— begin Given entries —

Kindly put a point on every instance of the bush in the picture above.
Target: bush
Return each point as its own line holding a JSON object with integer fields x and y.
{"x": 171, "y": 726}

— end Given entries —
— begin Given entries —

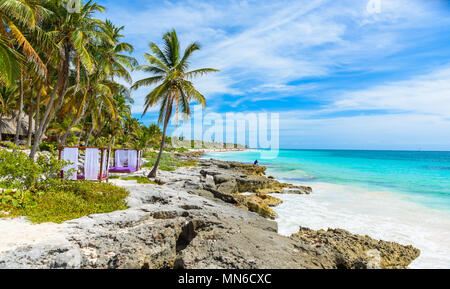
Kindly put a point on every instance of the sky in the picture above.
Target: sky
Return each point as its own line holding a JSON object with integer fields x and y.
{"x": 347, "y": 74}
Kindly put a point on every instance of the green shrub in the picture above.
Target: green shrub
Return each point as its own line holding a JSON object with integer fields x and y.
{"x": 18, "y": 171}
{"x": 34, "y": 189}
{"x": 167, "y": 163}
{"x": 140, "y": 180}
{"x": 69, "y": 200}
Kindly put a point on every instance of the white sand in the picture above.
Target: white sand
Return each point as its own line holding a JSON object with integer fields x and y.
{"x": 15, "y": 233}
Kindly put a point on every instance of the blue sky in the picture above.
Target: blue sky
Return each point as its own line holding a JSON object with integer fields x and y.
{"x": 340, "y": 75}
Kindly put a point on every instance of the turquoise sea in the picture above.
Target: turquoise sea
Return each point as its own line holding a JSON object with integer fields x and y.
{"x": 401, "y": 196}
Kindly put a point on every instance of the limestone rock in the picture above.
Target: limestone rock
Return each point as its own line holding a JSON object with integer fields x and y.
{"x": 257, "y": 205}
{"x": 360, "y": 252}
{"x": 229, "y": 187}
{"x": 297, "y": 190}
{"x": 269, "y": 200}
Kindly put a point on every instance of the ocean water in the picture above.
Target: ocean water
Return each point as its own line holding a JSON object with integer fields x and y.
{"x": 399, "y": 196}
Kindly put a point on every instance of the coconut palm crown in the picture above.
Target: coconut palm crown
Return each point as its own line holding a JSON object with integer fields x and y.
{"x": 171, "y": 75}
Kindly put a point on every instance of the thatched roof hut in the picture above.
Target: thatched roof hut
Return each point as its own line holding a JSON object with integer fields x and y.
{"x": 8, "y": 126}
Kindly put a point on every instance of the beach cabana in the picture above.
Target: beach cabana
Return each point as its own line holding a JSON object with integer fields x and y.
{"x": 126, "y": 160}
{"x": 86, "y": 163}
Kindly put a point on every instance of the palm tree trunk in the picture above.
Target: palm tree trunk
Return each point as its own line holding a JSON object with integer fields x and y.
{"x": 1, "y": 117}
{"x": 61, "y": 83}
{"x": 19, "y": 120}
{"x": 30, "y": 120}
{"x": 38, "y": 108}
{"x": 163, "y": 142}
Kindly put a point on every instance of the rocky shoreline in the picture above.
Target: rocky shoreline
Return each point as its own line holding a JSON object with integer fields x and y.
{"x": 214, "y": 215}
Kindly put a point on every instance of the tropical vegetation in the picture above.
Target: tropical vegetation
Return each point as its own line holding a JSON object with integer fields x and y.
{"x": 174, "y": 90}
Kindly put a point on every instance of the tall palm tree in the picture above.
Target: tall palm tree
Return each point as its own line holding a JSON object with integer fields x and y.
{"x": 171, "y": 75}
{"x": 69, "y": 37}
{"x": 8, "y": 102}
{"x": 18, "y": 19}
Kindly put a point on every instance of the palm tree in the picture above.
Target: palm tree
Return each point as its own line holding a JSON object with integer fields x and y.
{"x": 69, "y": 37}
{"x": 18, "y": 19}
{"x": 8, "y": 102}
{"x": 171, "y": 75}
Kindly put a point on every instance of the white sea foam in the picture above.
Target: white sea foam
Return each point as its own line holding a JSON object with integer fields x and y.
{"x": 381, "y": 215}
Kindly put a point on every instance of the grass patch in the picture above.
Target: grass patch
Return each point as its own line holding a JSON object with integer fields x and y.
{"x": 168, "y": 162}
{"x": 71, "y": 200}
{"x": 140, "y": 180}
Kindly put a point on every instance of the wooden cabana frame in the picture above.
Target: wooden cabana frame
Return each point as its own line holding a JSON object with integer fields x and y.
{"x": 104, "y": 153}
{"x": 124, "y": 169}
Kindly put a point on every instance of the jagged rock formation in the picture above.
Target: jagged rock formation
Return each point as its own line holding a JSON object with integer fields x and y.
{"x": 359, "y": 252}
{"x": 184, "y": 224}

— end Given entries —
— begin Given entries —

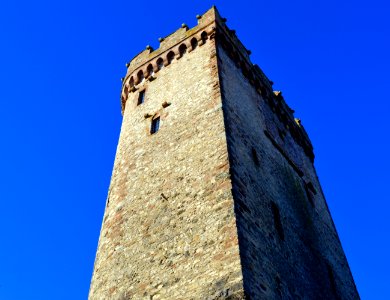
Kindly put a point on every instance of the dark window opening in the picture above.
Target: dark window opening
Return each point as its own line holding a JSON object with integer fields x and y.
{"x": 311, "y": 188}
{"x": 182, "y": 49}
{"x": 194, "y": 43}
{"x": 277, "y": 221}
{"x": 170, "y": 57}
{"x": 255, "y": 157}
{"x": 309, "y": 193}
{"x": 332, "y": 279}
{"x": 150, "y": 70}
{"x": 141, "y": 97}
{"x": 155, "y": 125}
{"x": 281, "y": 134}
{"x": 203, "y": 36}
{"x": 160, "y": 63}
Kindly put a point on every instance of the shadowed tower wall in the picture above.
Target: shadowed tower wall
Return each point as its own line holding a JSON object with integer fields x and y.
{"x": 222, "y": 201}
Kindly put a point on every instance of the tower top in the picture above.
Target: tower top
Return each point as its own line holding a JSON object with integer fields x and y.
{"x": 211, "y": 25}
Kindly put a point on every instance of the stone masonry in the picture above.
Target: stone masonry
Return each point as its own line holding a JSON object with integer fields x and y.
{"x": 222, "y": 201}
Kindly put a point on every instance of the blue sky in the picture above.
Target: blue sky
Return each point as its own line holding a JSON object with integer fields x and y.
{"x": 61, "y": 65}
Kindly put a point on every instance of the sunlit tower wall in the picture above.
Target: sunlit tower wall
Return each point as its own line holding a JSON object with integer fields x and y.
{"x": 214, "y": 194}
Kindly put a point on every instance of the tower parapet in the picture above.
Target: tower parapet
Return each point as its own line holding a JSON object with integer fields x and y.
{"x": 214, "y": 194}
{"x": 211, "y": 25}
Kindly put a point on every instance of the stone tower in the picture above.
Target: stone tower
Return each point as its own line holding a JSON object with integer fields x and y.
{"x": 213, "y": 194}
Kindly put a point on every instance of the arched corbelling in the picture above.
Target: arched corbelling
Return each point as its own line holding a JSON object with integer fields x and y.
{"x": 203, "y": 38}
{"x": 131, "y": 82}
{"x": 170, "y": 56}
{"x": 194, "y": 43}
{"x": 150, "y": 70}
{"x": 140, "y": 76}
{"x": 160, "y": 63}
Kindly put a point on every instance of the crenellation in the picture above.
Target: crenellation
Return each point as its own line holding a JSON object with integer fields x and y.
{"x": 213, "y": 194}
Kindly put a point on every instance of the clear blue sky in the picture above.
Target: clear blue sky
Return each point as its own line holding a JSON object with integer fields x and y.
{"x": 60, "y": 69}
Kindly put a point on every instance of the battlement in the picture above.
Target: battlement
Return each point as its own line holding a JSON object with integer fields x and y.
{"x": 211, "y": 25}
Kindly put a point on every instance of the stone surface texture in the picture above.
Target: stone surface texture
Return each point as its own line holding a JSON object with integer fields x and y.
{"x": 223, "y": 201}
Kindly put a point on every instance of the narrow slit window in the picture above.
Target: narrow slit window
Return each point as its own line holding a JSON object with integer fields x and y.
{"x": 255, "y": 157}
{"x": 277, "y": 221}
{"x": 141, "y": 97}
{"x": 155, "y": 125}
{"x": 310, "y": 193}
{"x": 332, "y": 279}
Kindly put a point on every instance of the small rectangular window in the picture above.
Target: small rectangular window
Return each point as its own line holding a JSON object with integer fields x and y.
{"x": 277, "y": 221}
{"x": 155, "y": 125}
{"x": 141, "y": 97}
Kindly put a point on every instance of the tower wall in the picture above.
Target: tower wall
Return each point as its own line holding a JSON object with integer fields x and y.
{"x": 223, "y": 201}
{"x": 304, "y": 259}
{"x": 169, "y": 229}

— end Given entries —

Directions for this task: Select every line of the items above that contains the word "ocean", treating uppercase and lowercase as different.

Result:
Kindly put a point on every instance of the ocean water in the picture above.
Target: ocean water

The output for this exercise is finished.